▸ **Work instructions**:
1. Repeat the part of the model-setup notebook between "# This gets" and "the input vector)", inclusive.
2. Answer these about the model-setup notebook:
(a) What value does the gradient function assign to differential_length?
(b) Which model is assigned to the variable model in the parameters section?
(c) What value is given to epoch_count?
[START OF Passage to read]
We're gonna have some basic setup before we get to the focus.
Here we define the models and make a couple auxiliary functions:

In [16]:
import numpy as np
import matplotlib.pyplot as plt

# Defining linear and logistic models
def linear(x, slope, intercept):
    return slope*x + intercept

def logit(p):
    return np.log(p/(1-p))

def inv_logit(alpha):
    return np.exp(alpha)/(np.exp(alpha)+1)

def logistic(x, beta_0, beta_1):
    return inv_logit(linear(x, beta_0, beta_1))



In [17]:
# Calculate the gradient of vector feld f at v
def gradient(f, v):
    differential_length: float = 2**-16 # this can be adjusted

    n = len(v)
    grad = np.zeros(n)

    # I wonder if numpy has a better way to do this?
    for i in range(len(v)):
        d = np.zeros(n)
        d[i] = differential_length
        directional_derivative = (f(v+d/2) - f(v-d/2))/differential_length
        grad[i] = directional_derivative
    return grad

And here are parameters to decide what model we're using. **Edit this section** if you want to test with a different model.

In [18]:
# These can be changed to run different tests
# You need to change the loss function below also
model = linear
step_size = 2**-12
epoch_count = 2**14

# This gets the parameter count of the model
# (Which is one less than the number of arguments that model takes, since one of the arguments is the input vector)
[END OF Passage to read]
[START OF Supplied records]
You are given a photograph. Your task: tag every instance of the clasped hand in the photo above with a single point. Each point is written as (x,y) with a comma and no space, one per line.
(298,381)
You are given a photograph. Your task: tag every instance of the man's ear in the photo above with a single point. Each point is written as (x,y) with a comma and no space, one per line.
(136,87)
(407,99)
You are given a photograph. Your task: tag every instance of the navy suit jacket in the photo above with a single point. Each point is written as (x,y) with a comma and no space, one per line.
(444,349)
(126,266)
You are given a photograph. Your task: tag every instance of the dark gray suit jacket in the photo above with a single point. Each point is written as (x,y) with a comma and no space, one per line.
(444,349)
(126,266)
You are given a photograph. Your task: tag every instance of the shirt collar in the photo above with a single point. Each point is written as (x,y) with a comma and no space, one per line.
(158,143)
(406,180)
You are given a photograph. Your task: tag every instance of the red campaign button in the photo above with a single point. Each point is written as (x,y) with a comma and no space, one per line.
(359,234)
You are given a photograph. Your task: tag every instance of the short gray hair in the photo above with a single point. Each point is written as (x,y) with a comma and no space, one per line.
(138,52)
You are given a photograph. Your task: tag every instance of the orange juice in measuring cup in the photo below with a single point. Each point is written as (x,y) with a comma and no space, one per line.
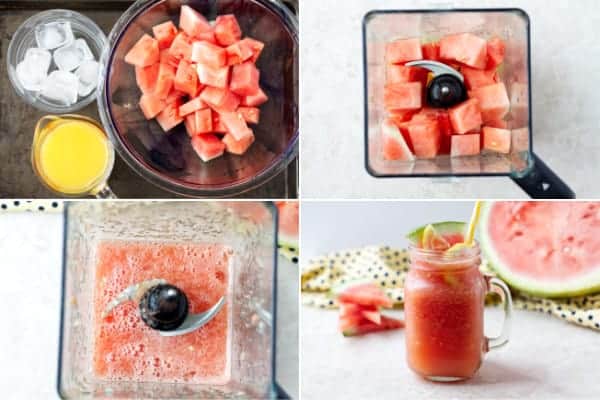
(72,155)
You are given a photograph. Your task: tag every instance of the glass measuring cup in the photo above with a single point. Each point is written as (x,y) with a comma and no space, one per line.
(72,156)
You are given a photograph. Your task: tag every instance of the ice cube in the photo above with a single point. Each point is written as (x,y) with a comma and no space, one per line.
(32,71)
(61,86)
(68,57)
(53,34)
(86,52)
(88,76)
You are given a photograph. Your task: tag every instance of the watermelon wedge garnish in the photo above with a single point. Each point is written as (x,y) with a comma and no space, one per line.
(439,236)
(360,310)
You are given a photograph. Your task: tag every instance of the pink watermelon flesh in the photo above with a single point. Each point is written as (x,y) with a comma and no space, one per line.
(546,248)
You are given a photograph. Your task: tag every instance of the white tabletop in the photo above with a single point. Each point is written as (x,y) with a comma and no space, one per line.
(546,358)
(565,52)
(30,262)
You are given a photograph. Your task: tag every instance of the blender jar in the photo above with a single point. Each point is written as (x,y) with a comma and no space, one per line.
(249,229)
(168,160)
(512,26)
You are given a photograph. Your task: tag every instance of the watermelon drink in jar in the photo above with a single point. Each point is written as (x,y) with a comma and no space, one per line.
(444,306)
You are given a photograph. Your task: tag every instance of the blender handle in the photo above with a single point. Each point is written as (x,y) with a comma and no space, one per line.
(542,183)
(496,285)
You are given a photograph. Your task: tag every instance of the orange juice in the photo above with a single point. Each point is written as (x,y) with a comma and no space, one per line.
(72,155)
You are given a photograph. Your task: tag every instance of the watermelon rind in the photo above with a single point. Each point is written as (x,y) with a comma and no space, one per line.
(443,228)
(579,286)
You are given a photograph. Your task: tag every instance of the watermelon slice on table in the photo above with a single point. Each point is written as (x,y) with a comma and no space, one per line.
(465,145)
(549,249)
(394,144)
(165,34)
(403,51)
(208,146)
(496,140)
(403,96)
(227,30)
(493,101)
(144,53)
(464,48)
(466,117)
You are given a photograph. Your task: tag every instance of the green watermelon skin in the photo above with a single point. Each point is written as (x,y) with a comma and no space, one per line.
(578,284)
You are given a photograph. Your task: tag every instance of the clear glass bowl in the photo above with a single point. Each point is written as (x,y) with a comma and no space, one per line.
(169,161)
(511,25)
(24,38)
(249,228)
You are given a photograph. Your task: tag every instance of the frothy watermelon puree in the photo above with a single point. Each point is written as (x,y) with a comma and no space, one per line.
(126,349)
(549,240)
[END OF Supplied records]
▸ **List of solutions**:
1.
# This gets the parameter count of the model
# (Which is one less than the number of arguments that model takes, since one of the arguments is the input vector)

2.
(a) 2**-16
(b) linear
(c) 2**14